7 They worship me in vain;
their teachings are merely human rules.’
8 You have let go of the commands of God and are holding on to human traditions.”
Matthew 15
12 Then the disciples came to him and asked, “Do you know that the Pharisees were offended when they heard this?”
13 He replied, “Every plant that my heavenly Father has not planted will be pulled up by the roots. 14 Leave them; they are blind guides. If the blind lead the blind, both will fall into a pit.”
15 Peter said, “Explain the parable to us.”
16 “Are you still so dull?” Jesus asked them. 17 “Don’t you see that whatever enters the mouth goes into the stomach and then out of the body? 18 But the things that come out of a person’s mouth come from the heart, and these defile them. 19 For out of the heart come evil thoughts – murder, adultery, sexual immorality, theft, false testimony, slander. 20 These are what defile a person; but eating with unwashed hands does not defile them.”
Jesus offended the Pharisees and the teachers of the law. He often did and He never apologized. His offense was always the third scenario and never the first two. It was to save them and not to harm them.
The only time that He responded positively to their offense was regarding the temple tax. Jesus, the child of the Father of the temple, did not really owe this tax. However, as to not become a stumbling block over such a trivial and arguable matter, He chose to instead sacrifice the funds to pay the tax and to remove the offense.
His intent wasn’t to make these leaders look bad in front of their followers, but to get these leaders back on the right path so that all of the people could be turned back to the Lord.
Paul also wrote a letter to the church in Corinth correcting them on many issues where they had strayed away from God’s truth and into sin. The letter offended them, but in a good way. He followed up to that letter and wrote to them:
2 Corinthians 7:8-13
8 Even if I caused you sorrow by my letter, I do not regret it. Though I did regret it – I see that my letter hurt you, but only for a little while – 9 yet now I am happy, not because you were made sorry, but because your sorrow led you to repentance. For you became sorrowful as God intended and so were not harmed in any way by us. 10 Godly sorrow brings repentance that leads to salvation and leaves no regret, but worldly sorrow brings death. 11 See what this godly sorrow has produced in you: what earnestness, what eagerness to clear yourselves, what indignation, what alarm, what longing, what concern, what readiness to see justice done. At every point you have proved yourselves to be innocent in this matter. 12 So even though I wrote to you, it was neither on account of the one who did the wrong nor on account of the injured party, but rather that before God you could see for yourselves how devoted to us you are. 13 By all this we are encouraged.

_Required action 1_.
In the passage on offense, what was the only matter in which Jesus responded positively to the Pharisees' offense?
_Required action 2_.
Write a continuation of the passage on offense that picks up after its final sentence.

Stored data entries
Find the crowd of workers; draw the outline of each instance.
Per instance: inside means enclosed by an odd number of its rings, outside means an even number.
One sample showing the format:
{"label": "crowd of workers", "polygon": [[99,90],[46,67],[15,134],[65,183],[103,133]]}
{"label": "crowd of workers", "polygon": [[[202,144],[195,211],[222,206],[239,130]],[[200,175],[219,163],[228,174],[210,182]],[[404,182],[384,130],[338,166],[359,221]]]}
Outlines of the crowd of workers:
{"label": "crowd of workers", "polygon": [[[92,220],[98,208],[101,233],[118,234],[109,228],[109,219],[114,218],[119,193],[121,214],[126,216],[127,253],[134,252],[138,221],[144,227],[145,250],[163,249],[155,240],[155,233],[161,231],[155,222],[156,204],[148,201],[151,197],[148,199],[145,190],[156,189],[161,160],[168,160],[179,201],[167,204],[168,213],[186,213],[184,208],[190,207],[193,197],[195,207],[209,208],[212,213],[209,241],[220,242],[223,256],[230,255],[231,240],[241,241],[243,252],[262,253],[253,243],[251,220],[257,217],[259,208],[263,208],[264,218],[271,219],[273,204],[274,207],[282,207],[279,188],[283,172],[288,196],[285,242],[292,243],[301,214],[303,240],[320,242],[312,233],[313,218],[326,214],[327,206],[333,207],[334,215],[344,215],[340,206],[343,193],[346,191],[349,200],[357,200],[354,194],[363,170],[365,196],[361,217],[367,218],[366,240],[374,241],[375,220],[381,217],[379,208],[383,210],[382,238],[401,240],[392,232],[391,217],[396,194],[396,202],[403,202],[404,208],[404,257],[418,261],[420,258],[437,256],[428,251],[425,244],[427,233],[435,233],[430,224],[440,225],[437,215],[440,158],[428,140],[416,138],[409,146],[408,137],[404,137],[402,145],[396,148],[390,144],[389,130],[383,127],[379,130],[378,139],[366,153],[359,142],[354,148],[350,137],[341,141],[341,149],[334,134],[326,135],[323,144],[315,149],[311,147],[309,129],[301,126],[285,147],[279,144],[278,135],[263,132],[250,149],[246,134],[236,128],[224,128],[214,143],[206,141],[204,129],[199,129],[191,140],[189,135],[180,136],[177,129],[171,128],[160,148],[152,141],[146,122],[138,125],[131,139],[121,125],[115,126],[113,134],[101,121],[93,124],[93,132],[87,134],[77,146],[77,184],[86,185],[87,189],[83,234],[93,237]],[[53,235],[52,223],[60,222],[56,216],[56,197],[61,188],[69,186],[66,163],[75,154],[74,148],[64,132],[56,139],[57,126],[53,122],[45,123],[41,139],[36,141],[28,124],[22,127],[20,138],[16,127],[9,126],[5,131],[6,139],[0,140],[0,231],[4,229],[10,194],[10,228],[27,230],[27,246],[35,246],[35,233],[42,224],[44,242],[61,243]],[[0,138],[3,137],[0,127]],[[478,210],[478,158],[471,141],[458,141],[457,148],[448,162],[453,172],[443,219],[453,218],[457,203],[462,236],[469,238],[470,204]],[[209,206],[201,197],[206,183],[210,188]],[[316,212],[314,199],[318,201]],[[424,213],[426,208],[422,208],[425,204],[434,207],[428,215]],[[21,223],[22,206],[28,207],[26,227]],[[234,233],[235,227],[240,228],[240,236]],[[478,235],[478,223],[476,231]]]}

_Response area 1_.
The temple tax.

_Response area 2_.
God will offend us. His intent by it is to save us. He doesn’t intend to harm us, but to save us. He doesn’t intend to tear us down, but to build us up.
The truth is that ignorance is not bliss. Not knowing that you have cancer will not save you from it. Not knowing that there is a speeding car coming down the street will not save you from walking out in front of it. God reveals things in our lives that offends us solely so that the offense can be removed.
The question is, “How will we respond when God’s truth offends us?”
Will we be sad about it alone and allow our hearts to be hardened toward God or toward whomever the truth was conveyed to us through?
Or will we be sad about it and repent? Will we soften our hearts toward God and allow Him to do a work in our lives to remove what is offensive within us to Him? Will we allow Him to remove the stumbling blocks within our lives that are tripping us up on our journey with Him?
Let’s let Him do His work this morning. Repentance doesn’t need to be a somber and tear-filled event. Repentance can be a joyous occasion!
We can thank God because of His great love and faithfulness! We can thank God because we were wondering away from Him and He came and rescued us! We can thank God because He loves us and cares about us enough to call us back home. He made a way where there was no other way for us to do so! He paid the price to remove all of our sin and shame and condemnation and offense so that there is now NO STUMBLING BLOCKS between He and us! Let’s thank God!!!